## DIRECTIONS FOR THIS TASK
Rewrite the records from the line containing "of the dark" through the end of the records, replacing "withered leaf" with "fallen leaf" and changing nothing else.

----------------------------------------

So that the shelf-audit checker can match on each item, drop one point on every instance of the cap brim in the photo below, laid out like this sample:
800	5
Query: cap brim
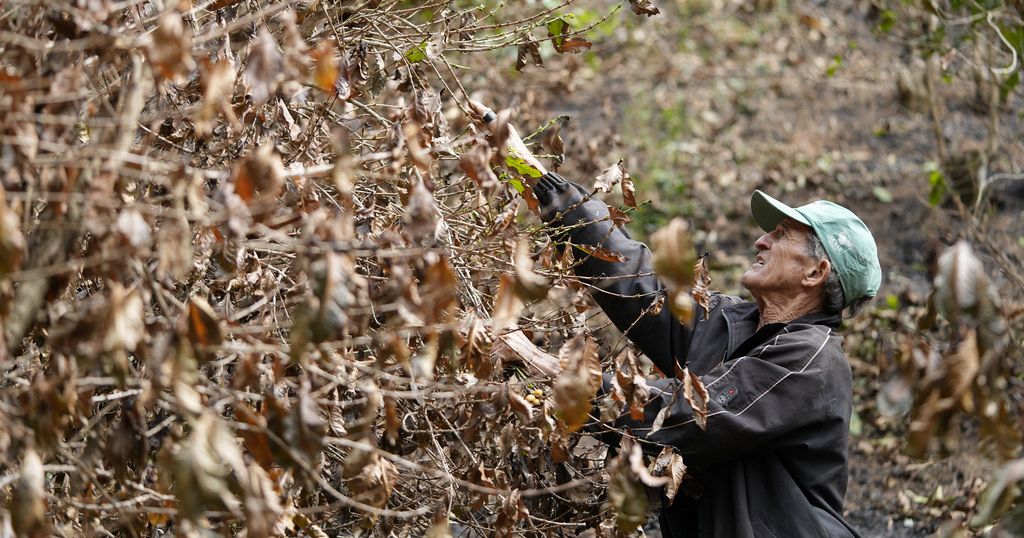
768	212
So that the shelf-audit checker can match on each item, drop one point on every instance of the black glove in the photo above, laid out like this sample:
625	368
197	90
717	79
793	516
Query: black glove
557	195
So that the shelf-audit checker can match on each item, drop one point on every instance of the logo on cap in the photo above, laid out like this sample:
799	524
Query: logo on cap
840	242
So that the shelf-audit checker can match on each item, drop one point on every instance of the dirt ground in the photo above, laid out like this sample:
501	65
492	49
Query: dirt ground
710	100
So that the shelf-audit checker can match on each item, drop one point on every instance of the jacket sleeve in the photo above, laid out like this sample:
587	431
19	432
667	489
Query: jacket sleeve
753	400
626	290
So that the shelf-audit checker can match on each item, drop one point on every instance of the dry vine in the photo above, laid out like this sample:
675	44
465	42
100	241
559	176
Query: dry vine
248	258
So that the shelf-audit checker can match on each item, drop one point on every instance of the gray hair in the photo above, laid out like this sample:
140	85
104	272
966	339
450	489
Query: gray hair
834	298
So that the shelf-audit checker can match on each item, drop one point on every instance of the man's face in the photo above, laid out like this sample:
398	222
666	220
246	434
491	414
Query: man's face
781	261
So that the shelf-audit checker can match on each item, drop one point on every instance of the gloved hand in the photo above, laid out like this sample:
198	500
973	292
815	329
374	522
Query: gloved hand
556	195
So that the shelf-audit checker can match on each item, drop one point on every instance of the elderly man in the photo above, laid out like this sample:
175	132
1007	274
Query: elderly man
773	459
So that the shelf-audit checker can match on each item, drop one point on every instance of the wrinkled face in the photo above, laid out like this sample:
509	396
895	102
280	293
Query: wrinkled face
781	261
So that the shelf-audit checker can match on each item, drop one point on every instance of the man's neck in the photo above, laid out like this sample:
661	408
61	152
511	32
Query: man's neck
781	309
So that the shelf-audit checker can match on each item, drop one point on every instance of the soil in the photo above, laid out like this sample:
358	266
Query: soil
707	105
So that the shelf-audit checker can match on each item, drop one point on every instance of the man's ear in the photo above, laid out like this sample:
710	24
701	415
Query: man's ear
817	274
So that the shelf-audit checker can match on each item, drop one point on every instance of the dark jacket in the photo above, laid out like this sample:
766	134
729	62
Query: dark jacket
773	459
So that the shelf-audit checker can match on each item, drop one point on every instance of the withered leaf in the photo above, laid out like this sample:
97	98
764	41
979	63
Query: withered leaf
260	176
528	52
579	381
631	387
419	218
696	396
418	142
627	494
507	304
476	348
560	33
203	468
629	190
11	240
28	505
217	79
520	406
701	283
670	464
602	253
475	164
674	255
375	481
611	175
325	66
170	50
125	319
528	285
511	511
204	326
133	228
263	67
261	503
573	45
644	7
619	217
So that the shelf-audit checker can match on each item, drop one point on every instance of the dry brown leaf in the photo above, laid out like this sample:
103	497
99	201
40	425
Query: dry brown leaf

----------------------------------------

## TASK ANSWER
So that the shelf-audit checker can match on each item, drop one point on every instance of the dark jacket in the photo above, laid out like this sample:
766	134
729	62
Query: dark jacket
773	459
So that the shelf-audit checker can match on each item, drop one point on every instance of the fallen leaf in the photo above, laid out like this sample:
97	98
764	41
979	63
Query: fallen leaf
260	176
528	52
579	381
631	387
419	218
696	396
418	142
627	494
507	304
476	348
560	33
203	468
629	190
11	240
28	505
217	79
520	406
701	283
670	464
602	253
475	164
674	255
375	481
611	175
325	66
170	50
125	319
528	285
511	511
204	326
133	228
263	67
261	503
573	45
644	7
619	217
So that the shelf-audit checker can match on each item, drop one point on every instance of the dry brown leaf in the photo above, laid out like this sample:
103	497
99	201
40	425
Query: dry brown leaf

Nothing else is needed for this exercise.